**FRAGMENTO MOSTRADO**
Esa Argentina populista anhelaba encaminarse hacia la igualdad de todos empobrecidos, donde los únicos privilegiados serán los miembros de la ralea de discípulos de Ernesto Laclau –el Marx contemporáneo– y sus “iluminadas” ideas de crear enemigos y avivar el conflicto permanente, nuevo nombre de la añeja lucha de clases. Sostener que los planes asistenciales deben ser transitorios y obligar a contraprestaciones como estudiar y entrenarse para el trabajo era una “herejía liberal” o, peor, “neoliberal”, una palabra aún más execrada por el relato que habían impuesto.
Obviamente, este curso por el que retrocede nuestro país debe revertirse de raíz. No se trata de un debate sobre cuán socialdemócratas o liberales debemos ser para modelar el cambio. El asunto es encarar definitivamente las reformas. Plasmarlas. Sin vacilar, sin culpa. Sin pedir otro permiso que el consenso de la ciudadanía.
Hay que poner al descubierto que los conservadores no son quienes quieren cambiar, sino quienes obstruyen esas transformaciones. Se deben rehabilitar conceptos como productividad, eficiencia, competitividad, mérito, esfuerzo, propiedad privada, seguridad jurídica, mirar y obrar más allá de la coyuntura, y muchos más. Esas palabras son amigas del pueblo, enemigas del populismo. Abismal diferencia. Se debe batallar para que esa distinción se encarne y se mentalice en nuestra ciudadanía.

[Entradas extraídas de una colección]
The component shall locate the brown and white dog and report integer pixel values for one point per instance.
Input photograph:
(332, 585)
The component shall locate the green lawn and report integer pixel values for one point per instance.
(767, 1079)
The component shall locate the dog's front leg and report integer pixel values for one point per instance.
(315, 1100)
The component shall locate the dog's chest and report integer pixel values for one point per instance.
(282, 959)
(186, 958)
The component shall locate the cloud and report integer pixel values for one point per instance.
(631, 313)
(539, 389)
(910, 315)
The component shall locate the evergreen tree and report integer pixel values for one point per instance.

**QUÉ HACER**
Condensa en una lista breve el párrafo del fragmento sobre el populismo que comienza con «Hay que poner al descubierto» y conserva sus ideas principales.

**RESULTADO OBTENIDO**
- Debe mostrarse que los conservadores no son quienes quieren cambiar, sino quienes obstruyen las transformaciones.
- Hay que rehabilitar conceptos como productividad, eficiencia, competitividad, mérito, esfuerzo, propiedad privada y seguridad jurídica, además de mirar y obrar más allá de la coyuntura.
- Esas palabras son amigas del pueblo y enemigas del populismo.
- Se debe batallar para que la ciudadanía haga suya esa distinción.